Фернандель. Мастера зарубежного киноискусства — страница 7 из 27

Это очень существенно. Отныне и вовек Фернандель будет играть во всех своих картинах робкого и бессловесного холостяка, неудачливого ухажера, забавного воздыхателя. И на пальцах одной руки можно перечислить его роли, в которых он пускается в рискованные эротические эскапады. Фернандель подчеркнуто, неколебимо целомудрен, что не слишком типично для французского комика. Но это — одна из статей его нравственного кодекса, и, сформулировав ее, он не отступит от буквы своего закона.

Однако вернемся к мадам. Она лишь скользнула безразлично-напряженным взглядом по чахлым прелестям Иэидора. Сейчас ее занимает другое. Несколько слов, и вальяжный лавочник стаскивает злосчастную скульптуру с витрины. Взгляд, и перезревшая матрона убирает с подоконника свой соблазнительный бюст. Гримаса, и трактирщик перестает тискать служанку. Мадам проходит по улице, сея нравственность и целомудрие. И, похоже, мы ошиблись: городок не слишком похож на обитель праведников. А вот уж просто безобразие: афишка с изображением трех полуголых девиц, гастроли парижского кабаре. Мадам срывает афишку, уносит домой, велит верной Франсуазе предать огню.

Но Франсуаза не торопится, у нее дела поважнее: она расхваливает свою племянницу Софи. «Она застенчива, она очаровательна, она добродетельна». И выводит мадам на кухню, где Софи в трогательном веночке тщетно пытается соблазнить Изидора.

Такого Фернанделя нам не придется увидеть больше. Можно поручиться, что грум, сыгранный им у Аллегре, был по сравнению с Изидором верхом интеллектуализма, кровным и единственным наследником всего французского рационализма. Того хоть стало на понимание: «Простите, мадам, это задержало мое развитие». У Изидора нет и этого. Он не замутнен в своем кретинизме, он завершен, как окружность. Вот он пялится на элементарнейшие ходики тикающие на кухонной стене. Ему никак не сообразить, что означают эти черные цифры и черные стрелки, и черный маятник. И глаза его послушно ходят за маятником, мерно и тупо повторяя его движения. Точно так же привлекает его внимание все, что происходит вокруг. С одинаковым, ничего не выражающим любопытством он разглядывает вывеску булочника и немытый лоток пуговичника, тяжелую зеленую муху на раздавленном помидоре и полицейских, отправляющихся на стрельбище. Он первозданен здесь, как фавн, у которого только прорезаются рожки. Нельзя сказать, чтобы в маленьких глазках его начисто отсутствовала работа мысли, — напротив, то и дело в них загорается крохотный огонек любознательности. В термометре стыдливости то и дело повышается температура. Поглядите только, с какой жадной застенчивостью разглядывает он уродливые икры какой-то старухи, обнажившиеся в нечаянном поклоне; как вздрагивает, узрев в очередной витрине обнаженных Адама и Еву, слившихся отнюдь не в религиозном экстазе.

+ + + + + + +

Цель задания » Подхватите приведенный выше очерк о Фернанделе и продолжите его, начав сразу после последнего предложения.

Предоставленные записи »
+ + + + + + +

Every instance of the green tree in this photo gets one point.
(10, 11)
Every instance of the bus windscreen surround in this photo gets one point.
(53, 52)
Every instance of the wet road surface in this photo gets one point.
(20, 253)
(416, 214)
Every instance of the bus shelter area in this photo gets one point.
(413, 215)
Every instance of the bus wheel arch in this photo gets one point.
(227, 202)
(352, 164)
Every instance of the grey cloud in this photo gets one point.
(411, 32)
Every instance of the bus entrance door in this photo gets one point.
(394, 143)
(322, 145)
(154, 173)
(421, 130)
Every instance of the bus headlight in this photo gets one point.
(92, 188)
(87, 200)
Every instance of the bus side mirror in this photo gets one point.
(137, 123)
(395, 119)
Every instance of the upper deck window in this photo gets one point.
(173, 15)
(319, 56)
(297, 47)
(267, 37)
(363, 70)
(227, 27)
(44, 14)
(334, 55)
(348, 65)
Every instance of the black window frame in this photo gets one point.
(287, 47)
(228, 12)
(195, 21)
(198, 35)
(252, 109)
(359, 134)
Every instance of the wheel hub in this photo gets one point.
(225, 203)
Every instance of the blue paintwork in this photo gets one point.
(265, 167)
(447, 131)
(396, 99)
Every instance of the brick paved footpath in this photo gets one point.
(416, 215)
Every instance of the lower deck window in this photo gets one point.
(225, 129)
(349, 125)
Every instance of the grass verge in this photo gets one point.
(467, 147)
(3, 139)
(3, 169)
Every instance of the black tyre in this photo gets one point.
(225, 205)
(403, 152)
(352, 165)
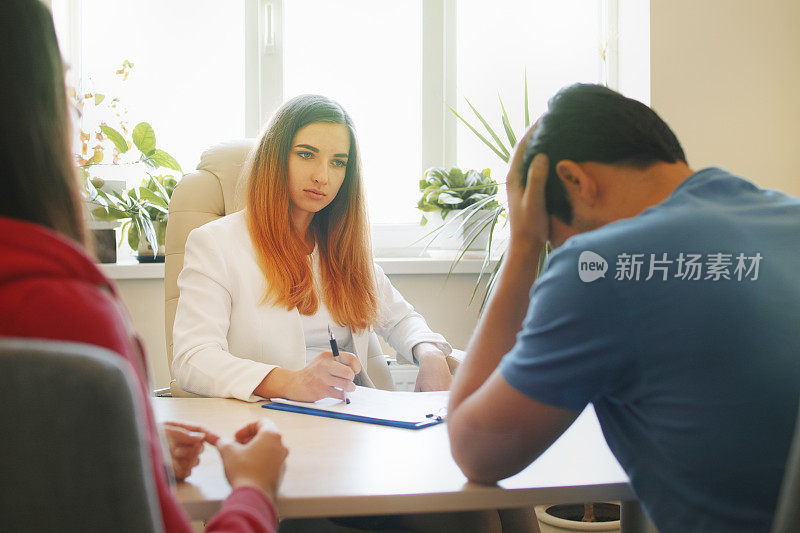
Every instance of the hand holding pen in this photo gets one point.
(335, 350)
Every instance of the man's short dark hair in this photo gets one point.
(586, 122)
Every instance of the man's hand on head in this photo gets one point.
(526, 204)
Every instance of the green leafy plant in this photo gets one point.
(143, 209)
(447, 190)
(497, 145)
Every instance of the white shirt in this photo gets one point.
(315, 327)
(227, 338)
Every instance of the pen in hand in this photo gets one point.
(335, 350)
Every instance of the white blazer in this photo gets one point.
(227, 340)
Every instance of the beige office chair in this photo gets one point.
(209, 193)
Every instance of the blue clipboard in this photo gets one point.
(432, 420)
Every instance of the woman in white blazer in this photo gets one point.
(259, 287)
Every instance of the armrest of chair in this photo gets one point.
(454, 359)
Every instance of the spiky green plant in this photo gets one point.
(499, 148)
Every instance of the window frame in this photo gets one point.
(263, 39)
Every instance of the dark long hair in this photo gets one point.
(341, 228)
(37, 173)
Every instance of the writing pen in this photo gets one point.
(335, 350)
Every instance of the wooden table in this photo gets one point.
(341, 468)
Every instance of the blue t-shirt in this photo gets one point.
(688, 345)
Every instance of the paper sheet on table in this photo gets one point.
(386, 405)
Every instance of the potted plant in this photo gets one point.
(119, 152)
(601, 516)
(465, 202)
(499, 148)
(144, 210)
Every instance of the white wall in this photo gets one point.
(443, 304)
(725, 75)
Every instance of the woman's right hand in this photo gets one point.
(323, 377)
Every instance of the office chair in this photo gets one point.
(209, 193)
(74, 455)
(787, 515)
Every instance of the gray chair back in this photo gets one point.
(74, 453)
(787, 515)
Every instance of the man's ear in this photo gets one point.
(579, 184)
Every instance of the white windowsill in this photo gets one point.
(434, 263)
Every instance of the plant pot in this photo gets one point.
(564, 518)
(104, 240)
(456, 234)
(144, 254)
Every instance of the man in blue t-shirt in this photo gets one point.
(671, 303)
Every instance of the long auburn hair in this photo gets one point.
(39, 183)
(341, 229)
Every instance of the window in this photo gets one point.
(207, 71)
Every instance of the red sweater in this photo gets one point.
(50, 289)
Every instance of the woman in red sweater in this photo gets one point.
(51, 289)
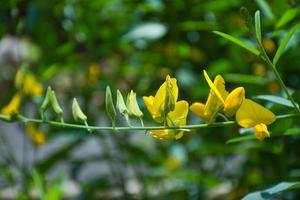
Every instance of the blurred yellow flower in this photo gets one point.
(164, 108)
(172, 163)
(28, 84)
(36, 136)
(253, 115)
(218, 99)
(13, 106)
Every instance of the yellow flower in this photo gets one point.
(37, 136)
(13, 106)
(28, 84)
(253, 115)
(164, 108)
(175, 118)
(218, 99)
(156, 105)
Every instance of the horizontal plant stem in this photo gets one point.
(20, 118)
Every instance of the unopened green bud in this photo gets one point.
(46, 101)
(78, 115)
(121, 104)
(110, 109)
(169, 104)
(132, 105)
(55, 105)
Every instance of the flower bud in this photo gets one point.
(133, 107)
(261, 131)
(78, 115)
(233, 101)
(121, 104)
(109, 105)
(169, 104)
(47, 99)
(55, 105)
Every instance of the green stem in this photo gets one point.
(268, 61)
(24, 119)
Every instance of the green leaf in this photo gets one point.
(242, 78)
(288, 16)
(271, 192)
(240, 139)
(275, 99)
(264, 6)
(284, 43)
(238, 42)
(292, 131)
(38, 182)
(257, 26)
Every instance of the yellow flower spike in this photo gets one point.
(214, 103)
(13, 106)
(214, 88)
(199, 110)
(253, 115)
(261, 131)
(233, 101)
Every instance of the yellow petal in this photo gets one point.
(178, 116)
(261, 131)
(213, 87)
(251, 114)
(166, 134)
(199, 110)
(233, 101)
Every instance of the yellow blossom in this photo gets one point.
(37, 136)
(164, 108)
(253, 115)
(13, 106)
(28, 84)
(218, 99)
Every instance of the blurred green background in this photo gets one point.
(79, 47)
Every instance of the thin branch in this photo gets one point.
(23, 119)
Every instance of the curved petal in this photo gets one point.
(251, 114)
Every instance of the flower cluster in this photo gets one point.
(165, 109)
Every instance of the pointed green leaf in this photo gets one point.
(257, 26)
(284, 43)
(264, 6)
(288, 16)
(241, 138)
(238, 42)
(109, 105)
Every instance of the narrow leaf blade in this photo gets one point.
(284, 43)
(257, 25)
(238, 42)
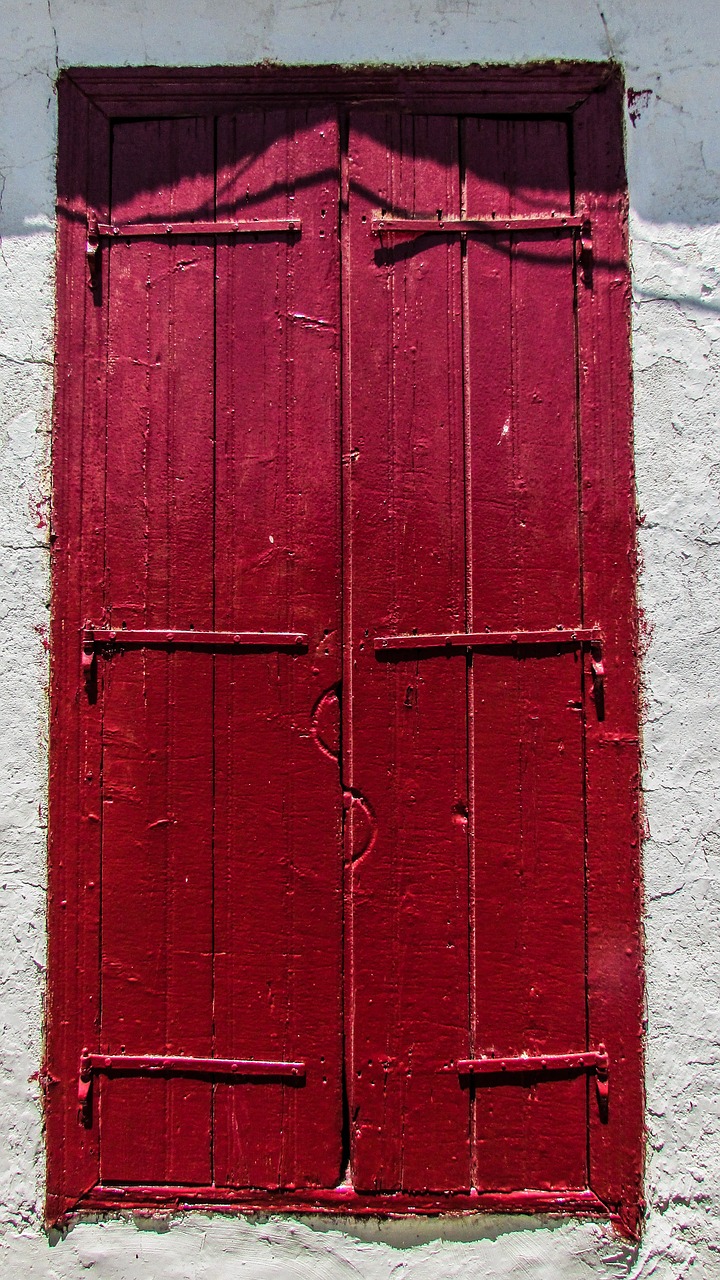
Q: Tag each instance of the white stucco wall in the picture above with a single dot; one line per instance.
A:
(670, 48)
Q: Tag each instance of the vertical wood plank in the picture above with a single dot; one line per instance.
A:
(528, 818)
(408, 766)
(278, 918)
(613, 768)
(158, 730)
(78, 460)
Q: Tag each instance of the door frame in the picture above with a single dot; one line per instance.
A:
(90, 100)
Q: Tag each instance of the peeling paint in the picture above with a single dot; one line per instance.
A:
(674, 161)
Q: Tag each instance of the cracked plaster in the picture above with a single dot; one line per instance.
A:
(670, 51)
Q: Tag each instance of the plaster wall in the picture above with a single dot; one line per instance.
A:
(670, 51)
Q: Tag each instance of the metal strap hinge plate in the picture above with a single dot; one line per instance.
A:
(98, 231)
(592, 1060)
(441, 225)
(572, 636)
(151, 1064)
(105, 639)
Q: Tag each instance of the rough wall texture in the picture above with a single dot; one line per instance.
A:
(670, 50)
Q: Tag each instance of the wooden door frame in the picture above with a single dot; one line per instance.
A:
(90, 100)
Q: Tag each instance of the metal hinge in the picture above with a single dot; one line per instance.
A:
(577, 224)
(151, 1064)
(592, 1060)
(465, 640)
(106, 639)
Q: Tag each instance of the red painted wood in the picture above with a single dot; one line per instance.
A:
(527, 732)
(613, 764)
(345, 1200)
(406, 567)
(77, 592)
(278, 888)
(156, 928)
(422, 554)
(547, 87)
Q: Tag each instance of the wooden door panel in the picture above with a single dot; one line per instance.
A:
(156, 883)
(406, 752)
(527, 725)
(278, 872)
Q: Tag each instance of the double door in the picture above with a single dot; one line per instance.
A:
(341, 666)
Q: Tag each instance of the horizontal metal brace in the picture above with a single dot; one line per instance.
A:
(104, 638)
(158, 1064)
(466, 640)
(383, 225)
(245, 1069)
(247, 227)
(595, 1060)
(98, 231)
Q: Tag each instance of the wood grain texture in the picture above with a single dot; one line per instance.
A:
(78, 446)
(528, 808)
(278, 880)
(156, 928)
(615, 959)
(406, 720)
(490, 804)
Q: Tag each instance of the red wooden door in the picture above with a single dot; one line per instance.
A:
(299, 946)
(468, 908)
(220, 817)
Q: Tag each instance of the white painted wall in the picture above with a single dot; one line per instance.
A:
(670, 48)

+ + + + + + +

Результат »
Ленивое и вездесущее сладострастие юга окружает его со всех сторон. Но — «мне запретила мама, мадам», и сын зеленщицы простодушно бродит по городу среди гор яблок, груш и помидоров, среди льющегося в глотки молодого вина, среди грудастых и широкобедрых нимф. «Нет-нет-нет!» — поет Изидор, отказываясь от яблока, которое протягивает ему, подобно известному змию, очаровательная пейзанка с обнаженной грудью. В этом раблезианском изобилии жизненных соков Изидор оказывается Евой, долженствующей причаститься плотскому, яростному, живому.

А Вилльроз (так переименовал Бернар-Дешан мопассановский Жизор) гудит, как Париж в парламентские выборы. Но это и впрямь выборы: который год уже именитые граждане выбирают самую добродетельную деву «садовницей мадам Юссон». Это не только честь, это тысяча полновесных франков, это возможность обойти менее целомудренных соперниц и выйти замуж за богатого нотариуса или постаревшего, но все еще обольстительного гусара Лебарра. Тем и объясняется накал страстей.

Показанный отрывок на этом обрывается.